## Instructions for the task:
Return, exactly as they appear, the lines of the items below from the line containing "Exercise. Mark the rural" through the final line of the items, both included.

Stored entries:
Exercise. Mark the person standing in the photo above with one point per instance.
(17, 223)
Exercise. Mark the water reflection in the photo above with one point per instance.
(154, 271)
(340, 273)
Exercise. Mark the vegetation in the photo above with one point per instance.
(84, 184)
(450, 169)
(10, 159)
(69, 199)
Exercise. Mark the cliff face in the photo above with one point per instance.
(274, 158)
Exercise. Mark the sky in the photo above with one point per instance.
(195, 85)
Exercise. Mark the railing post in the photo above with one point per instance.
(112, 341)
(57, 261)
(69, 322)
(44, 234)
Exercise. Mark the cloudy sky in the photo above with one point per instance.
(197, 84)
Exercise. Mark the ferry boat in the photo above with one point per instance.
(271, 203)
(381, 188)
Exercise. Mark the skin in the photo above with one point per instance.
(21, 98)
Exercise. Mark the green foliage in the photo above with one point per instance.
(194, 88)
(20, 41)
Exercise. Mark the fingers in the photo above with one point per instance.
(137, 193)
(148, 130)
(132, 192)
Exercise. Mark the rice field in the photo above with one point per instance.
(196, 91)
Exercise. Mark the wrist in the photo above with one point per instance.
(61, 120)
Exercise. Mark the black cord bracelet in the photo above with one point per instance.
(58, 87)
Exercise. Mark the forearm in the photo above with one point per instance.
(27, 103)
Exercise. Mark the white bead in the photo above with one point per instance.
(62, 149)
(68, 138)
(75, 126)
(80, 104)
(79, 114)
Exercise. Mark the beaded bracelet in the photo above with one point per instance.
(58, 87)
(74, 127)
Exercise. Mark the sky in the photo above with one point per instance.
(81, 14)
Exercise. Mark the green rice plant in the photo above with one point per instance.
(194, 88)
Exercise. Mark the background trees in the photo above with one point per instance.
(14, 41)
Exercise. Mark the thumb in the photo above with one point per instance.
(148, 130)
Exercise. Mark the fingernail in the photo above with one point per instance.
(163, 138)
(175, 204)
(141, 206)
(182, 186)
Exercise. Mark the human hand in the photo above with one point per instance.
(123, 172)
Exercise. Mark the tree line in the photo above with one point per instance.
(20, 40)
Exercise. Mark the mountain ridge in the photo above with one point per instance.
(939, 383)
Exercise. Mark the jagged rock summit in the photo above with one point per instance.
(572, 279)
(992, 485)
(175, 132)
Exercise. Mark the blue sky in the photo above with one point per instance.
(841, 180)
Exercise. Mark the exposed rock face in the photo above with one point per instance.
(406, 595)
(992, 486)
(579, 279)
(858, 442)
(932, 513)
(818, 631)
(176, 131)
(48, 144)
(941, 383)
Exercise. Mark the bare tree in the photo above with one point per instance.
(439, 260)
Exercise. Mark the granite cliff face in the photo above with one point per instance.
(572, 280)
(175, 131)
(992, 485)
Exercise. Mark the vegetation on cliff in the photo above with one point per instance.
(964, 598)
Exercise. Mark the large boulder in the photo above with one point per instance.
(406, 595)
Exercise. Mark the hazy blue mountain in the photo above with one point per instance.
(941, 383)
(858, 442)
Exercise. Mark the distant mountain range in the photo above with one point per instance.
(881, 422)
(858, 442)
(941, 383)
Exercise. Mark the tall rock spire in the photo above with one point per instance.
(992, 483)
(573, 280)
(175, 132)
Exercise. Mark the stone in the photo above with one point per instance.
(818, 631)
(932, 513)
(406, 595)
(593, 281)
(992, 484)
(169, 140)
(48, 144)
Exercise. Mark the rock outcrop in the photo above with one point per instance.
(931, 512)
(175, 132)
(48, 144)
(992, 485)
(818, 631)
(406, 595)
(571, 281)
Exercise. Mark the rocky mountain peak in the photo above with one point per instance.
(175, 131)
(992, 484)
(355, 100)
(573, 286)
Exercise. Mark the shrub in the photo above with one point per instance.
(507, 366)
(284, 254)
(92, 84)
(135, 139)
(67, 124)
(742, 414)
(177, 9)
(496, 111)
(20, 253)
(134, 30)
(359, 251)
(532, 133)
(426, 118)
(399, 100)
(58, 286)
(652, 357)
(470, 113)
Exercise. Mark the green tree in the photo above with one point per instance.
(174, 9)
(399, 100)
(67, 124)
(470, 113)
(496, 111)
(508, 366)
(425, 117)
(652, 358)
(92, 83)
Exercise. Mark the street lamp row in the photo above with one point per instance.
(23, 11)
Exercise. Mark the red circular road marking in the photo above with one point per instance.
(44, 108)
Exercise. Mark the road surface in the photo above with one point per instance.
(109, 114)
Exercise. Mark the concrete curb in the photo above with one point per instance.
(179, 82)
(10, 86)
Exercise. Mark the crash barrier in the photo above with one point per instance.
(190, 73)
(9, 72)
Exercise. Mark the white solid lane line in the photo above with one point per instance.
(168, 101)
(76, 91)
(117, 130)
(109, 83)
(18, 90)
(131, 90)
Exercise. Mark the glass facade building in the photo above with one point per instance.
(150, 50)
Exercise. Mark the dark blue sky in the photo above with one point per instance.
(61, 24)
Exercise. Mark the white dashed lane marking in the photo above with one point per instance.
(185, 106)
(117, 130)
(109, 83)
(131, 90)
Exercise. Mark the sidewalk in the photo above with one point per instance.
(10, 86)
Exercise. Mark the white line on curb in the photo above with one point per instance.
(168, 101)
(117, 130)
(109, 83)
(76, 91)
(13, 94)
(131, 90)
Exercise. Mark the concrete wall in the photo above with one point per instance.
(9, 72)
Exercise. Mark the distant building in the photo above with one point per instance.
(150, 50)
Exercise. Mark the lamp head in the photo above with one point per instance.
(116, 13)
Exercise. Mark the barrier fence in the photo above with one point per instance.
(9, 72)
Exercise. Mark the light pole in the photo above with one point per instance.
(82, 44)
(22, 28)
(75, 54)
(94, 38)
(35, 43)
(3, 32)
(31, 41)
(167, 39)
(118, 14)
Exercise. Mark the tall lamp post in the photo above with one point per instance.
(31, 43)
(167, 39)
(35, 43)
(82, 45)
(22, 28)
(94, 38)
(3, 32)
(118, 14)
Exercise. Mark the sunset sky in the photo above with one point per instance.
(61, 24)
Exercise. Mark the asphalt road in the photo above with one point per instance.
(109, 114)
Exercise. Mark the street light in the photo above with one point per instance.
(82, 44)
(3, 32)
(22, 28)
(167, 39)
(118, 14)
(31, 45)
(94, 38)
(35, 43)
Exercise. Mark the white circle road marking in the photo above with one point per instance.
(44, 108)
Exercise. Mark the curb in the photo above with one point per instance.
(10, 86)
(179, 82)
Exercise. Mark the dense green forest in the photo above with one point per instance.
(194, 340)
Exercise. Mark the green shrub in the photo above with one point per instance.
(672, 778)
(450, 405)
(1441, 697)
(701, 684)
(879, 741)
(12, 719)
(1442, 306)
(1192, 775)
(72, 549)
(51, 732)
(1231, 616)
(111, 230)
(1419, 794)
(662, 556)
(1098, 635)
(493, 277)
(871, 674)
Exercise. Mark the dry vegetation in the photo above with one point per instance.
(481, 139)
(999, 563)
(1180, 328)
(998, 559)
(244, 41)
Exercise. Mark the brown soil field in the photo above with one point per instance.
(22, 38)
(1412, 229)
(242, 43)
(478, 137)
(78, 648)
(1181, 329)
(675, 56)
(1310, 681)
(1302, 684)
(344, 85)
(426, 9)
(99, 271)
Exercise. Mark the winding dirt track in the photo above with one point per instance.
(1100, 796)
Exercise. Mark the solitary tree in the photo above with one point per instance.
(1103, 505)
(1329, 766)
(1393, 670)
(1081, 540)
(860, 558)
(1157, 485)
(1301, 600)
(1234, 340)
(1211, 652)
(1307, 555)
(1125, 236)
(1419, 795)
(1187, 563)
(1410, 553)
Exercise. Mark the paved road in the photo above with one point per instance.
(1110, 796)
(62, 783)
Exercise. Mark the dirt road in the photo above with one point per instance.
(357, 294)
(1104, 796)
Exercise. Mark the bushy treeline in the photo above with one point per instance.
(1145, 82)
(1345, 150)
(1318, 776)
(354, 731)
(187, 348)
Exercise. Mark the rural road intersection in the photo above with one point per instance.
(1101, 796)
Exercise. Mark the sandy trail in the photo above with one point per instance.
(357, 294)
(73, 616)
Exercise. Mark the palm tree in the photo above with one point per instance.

## Task output:
Exercise. Mark the rural road intersection in the photo above with one point per instance.
(1101, 796)
Exercise. Mark the sandy trail in the photo above with one point per instance.
(357, 294)
(73, 616)
Exercise. Mark the palm tree in the photo above with one point per instance.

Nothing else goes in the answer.